Required task: Count how many lines of the records below contain the string "rise", with case counting. Give only the number.

Extracted records:

━━━━

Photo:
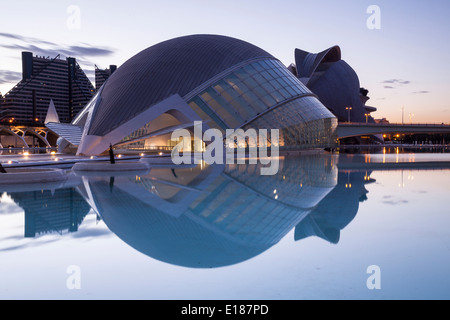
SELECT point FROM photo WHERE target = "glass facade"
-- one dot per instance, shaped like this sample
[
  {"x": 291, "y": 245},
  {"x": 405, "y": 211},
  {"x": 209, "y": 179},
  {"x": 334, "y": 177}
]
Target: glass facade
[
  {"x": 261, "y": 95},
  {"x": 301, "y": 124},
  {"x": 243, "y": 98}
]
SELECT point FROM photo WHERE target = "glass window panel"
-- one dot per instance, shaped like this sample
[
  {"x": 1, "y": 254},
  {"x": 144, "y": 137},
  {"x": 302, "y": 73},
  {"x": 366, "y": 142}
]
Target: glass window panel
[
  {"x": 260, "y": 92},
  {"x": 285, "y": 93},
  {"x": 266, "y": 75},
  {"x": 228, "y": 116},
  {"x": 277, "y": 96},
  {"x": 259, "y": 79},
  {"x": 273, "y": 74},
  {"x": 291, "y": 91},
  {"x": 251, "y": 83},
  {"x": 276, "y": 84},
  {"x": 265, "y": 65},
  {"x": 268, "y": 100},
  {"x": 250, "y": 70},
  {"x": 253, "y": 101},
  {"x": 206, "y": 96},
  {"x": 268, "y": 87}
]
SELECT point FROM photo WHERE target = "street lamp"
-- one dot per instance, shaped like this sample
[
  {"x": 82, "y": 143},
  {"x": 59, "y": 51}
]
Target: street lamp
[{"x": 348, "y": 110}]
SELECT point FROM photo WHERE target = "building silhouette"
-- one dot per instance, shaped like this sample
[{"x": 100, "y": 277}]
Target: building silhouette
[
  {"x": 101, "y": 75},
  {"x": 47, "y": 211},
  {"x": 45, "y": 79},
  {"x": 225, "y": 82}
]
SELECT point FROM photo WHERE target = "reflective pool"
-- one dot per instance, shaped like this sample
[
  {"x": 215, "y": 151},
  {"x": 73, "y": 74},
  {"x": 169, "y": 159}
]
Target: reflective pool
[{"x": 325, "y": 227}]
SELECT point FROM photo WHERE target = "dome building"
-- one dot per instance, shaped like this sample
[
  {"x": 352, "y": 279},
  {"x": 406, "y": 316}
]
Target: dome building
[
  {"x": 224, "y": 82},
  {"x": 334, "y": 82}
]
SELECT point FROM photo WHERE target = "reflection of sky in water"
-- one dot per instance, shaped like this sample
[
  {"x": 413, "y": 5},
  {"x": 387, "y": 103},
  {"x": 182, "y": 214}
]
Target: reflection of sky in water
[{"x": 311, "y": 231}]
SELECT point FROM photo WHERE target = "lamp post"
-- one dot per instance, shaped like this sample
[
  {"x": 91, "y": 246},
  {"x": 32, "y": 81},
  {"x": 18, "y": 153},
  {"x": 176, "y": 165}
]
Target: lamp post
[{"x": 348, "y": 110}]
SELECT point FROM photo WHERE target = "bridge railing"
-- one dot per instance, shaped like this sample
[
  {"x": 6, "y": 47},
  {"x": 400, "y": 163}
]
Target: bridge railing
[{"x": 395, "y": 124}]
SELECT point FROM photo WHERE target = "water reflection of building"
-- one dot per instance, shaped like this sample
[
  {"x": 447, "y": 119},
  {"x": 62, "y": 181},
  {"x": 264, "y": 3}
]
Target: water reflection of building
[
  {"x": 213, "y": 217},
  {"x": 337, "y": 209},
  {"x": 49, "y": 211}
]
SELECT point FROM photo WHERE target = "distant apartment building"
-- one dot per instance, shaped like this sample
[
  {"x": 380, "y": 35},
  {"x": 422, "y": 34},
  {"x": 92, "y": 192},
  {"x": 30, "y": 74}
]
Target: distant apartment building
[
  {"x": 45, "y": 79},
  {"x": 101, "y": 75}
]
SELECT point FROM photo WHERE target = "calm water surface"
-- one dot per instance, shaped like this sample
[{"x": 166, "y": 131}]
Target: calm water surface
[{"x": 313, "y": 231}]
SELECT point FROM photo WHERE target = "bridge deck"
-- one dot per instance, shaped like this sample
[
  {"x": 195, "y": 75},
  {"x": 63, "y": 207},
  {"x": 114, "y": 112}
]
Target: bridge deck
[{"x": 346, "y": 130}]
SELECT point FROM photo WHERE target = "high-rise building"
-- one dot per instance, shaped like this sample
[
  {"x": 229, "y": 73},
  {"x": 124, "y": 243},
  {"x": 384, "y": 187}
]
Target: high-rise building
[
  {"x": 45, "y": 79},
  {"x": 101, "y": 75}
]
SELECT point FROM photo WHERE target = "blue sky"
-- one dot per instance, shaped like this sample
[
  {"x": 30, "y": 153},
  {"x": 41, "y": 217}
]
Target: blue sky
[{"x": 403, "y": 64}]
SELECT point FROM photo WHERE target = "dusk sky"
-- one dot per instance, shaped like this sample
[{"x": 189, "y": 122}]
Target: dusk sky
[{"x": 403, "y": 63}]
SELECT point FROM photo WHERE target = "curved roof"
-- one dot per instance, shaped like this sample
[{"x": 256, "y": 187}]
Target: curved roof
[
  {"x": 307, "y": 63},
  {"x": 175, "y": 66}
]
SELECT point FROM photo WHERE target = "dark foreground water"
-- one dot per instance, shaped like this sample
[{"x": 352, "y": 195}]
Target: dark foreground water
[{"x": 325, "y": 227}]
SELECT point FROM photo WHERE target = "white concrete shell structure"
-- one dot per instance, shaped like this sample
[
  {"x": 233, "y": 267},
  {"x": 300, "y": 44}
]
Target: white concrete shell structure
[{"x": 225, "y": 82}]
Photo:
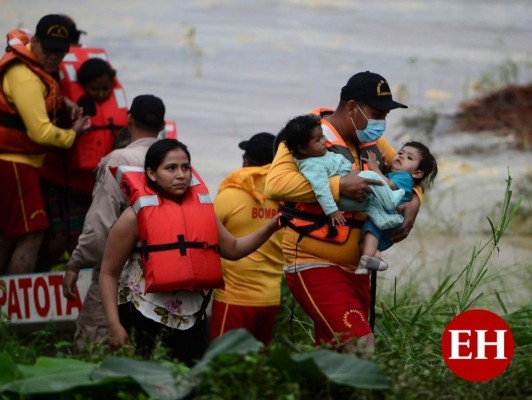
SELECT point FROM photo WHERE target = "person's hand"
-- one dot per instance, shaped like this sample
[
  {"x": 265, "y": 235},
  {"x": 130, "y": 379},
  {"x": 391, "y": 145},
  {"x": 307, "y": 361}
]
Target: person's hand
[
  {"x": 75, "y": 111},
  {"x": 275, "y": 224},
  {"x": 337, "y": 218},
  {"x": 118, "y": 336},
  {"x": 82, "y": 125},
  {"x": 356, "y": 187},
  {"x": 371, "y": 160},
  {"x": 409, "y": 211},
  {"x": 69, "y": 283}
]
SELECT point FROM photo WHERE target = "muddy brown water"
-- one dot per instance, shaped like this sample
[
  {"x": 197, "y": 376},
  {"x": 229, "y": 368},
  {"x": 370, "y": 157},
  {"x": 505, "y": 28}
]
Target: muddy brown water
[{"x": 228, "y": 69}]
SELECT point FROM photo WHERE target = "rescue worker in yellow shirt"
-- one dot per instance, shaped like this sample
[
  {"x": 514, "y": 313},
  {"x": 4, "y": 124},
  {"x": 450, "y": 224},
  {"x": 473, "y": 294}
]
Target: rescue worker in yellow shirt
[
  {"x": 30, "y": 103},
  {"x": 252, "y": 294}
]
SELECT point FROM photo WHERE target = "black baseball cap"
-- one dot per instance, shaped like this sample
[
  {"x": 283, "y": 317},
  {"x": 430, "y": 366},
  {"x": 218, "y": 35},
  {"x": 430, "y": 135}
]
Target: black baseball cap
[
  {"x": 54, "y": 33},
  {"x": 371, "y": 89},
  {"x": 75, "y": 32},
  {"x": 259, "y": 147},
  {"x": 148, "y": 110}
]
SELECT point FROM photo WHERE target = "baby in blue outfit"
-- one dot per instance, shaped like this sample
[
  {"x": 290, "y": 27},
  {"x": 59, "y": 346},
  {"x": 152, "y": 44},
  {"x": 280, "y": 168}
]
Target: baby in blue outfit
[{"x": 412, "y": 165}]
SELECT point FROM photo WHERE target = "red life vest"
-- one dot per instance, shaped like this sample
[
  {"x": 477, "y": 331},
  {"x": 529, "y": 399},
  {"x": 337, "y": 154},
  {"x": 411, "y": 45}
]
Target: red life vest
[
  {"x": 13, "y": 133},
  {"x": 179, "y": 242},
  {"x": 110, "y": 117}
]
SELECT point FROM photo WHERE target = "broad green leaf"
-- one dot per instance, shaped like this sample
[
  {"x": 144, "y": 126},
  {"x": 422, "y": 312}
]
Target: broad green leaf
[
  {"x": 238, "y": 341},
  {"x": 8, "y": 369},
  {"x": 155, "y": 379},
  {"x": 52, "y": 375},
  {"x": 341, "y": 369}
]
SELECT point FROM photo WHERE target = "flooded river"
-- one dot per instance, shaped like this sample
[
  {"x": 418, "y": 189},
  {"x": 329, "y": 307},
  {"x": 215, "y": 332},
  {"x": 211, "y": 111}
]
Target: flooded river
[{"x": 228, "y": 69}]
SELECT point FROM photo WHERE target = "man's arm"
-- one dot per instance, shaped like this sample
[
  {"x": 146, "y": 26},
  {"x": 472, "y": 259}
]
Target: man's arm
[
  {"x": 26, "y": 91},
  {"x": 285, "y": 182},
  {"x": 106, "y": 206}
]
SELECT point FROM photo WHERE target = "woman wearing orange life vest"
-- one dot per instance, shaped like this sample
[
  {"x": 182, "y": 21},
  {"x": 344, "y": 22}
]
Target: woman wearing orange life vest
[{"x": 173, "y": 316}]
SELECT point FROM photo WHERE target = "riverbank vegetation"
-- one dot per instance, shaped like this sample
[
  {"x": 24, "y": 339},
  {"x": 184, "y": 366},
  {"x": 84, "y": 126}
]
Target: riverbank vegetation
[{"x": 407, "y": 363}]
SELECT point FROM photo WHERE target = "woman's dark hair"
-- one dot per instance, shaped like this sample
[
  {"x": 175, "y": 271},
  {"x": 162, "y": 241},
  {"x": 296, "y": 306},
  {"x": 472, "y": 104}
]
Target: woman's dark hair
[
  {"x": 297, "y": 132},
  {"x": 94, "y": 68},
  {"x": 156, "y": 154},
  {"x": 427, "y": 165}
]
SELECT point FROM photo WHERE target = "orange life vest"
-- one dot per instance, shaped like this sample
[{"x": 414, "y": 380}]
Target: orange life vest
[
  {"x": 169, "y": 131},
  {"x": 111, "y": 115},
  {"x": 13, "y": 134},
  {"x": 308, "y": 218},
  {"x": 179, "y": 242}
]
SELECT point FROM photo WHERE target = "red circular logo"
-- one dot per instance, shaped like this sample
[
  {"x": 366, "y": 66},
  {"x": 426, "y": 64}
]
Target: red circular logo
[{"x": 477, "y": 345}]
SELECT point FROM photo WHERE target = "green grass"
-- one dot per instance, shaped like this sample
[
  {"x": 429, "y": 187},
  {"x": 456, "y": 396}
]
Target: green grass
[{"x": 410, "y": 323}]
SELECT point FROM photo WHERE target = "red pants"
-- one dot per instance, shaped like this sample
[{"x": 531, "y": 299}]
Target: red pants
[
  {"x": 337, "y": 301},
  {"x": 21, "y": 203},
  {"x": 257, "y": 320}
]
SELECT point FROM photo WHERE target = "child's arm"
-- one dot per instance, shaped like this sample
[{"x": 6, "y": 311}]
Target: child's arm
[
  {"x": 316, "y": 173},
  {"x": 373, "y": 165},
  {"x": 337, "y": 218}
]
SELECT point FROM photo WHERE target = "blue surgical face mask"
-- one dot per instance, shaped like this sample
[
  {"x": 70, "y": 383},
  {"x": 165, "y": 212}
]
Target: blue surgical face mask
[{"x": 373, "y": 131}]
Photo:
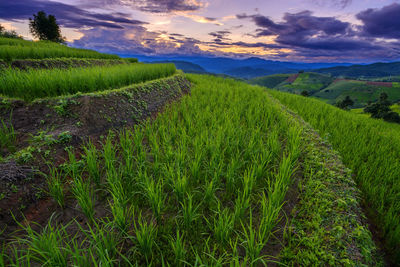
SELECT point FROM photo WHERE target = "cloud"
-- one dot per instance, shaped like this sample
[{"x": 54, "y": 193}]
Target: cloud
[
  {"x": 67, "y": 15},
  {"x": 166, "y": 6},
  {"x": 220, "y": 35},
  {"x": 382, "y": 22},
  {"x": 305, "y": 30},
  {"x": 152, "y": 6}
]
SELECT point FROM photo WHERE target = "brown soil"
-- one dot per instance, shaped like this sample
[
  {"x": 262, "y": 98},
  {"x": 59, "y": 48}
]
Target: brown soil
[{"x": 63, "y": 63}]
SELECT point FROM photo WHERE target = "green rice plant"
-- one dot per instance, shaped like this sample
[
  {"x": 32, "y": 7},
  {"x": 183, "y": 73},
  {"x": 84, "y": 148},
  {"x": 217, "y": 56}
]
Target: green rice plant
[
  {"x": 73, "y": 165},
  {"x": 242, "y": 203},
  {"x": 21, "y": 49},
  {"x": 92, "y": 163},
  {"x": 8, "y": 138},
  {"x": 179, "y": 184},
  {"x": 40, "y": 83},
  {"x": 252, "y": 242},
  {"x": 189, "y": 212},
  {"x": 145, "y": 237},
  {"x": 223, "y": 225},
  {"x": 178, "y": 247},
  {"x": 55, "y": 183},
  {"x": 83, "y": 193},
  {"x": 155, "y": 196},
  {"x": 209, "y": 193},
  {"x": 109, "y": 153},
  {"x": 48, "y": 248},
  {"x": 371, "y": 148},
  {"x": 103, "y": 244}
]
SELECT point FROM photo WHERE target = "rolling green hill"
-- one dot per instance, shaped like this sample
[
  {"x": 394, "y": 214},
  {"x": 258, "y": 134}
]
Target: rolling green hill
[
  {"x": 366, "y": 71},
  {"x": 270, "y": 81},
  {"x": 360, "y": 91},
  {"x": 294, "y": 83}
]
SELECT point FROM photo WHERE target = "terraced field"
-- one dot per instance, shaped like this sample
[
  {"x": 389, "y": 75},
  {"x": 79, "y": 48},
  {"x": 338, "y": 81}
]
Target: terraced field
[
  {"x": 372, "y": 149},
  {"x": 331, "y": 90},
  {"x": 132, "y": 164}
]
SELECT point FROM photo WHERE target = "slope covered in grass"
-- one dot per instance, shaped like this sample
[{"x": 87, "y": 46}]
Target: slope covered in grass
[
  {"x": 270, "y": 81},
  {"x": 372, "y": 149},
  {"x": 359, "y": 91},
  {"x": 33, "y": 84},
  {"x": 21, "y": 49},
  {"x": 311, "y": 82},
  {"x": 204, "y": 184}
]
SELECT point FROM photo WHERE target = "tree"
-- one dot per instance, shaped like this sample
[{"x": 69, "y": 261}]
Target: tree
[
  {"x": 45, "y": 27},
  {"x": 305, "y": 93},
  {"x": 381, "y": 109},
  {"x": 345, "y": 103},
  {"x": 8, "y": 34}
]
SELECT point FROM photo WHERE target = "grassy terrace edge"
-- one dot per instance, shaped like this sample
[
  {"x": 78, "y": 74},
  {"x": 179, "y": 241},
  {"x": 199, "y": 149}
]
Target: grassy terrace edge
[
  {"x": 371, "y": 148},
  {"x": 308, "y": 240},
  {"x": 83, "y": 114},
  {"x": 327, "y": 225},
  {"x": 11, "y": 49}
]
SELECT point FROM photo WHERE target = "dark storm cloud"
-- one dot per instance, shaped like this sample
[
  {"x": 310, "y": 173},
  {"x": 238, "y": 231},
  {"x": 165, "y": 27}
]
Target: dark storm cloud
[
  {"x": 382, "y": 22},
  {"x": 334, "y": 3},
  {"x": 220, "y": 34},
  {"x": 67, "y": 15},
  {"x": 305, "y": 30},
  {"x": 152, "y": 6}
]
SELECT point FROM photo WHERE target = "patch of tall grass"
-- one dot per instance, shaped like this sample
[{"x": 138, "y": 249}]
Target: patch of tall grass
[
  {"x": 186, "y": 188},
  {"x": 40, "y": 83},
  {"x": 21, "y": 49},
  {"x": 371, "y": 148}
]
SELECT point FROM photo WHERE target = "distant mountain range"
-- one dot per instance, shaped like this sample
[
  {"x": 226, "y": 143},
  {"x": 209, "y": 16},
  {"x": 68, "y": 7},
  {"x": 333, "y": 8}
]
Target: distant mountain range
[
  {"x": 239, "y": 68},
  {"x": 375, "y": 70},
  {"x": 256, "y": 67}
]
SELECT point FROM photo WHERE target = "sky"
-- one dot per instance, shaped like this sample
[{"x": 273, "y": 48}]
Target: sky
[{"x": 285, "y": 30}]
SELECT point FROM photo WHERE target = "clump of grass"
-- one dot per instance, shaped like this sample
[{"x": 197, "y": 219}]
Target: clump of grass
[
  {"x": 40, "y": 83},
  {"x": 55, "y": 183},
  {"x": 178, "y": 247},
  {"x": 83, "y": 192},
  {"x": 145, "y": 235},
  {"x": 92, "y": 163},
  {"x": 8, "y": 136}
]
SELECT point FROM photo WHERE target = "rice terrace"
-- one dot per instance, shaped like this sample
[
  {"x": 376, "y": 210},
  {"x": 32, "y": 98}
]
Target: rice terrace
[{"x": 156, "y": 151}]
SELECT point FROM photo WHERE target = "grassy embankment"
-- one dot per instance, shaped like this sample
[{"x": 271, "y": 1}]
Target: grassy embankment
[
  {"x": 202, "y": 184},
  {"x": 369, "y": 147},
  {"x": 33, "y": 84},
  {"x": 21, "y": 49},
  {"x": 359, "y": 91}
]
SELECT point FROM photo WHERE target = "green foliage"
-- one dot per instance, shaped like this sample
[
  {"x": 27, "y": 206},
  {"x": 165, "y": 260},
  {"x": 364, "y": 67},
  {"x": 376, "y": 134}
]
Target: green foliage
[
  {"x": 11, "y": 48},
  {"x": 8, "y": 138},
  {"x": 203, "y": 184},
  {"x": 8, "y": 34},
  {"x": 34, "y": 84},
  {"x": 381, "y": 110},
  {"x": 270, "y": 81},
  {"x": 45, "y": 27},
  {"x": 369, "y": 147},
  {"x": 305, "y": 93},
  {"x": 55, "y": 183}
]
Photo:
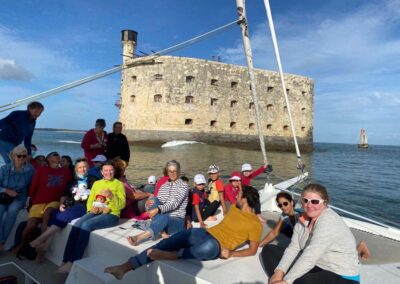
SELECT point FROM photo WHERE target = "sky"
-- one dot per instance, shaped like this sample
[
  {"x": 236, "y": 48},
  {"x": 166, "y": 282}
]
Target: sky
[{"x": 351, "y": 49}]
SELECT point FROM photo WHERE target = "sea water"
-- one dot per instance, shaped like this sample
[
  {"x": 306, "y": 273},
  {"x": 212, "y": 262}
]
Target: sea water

━━━━

Output for this task: 2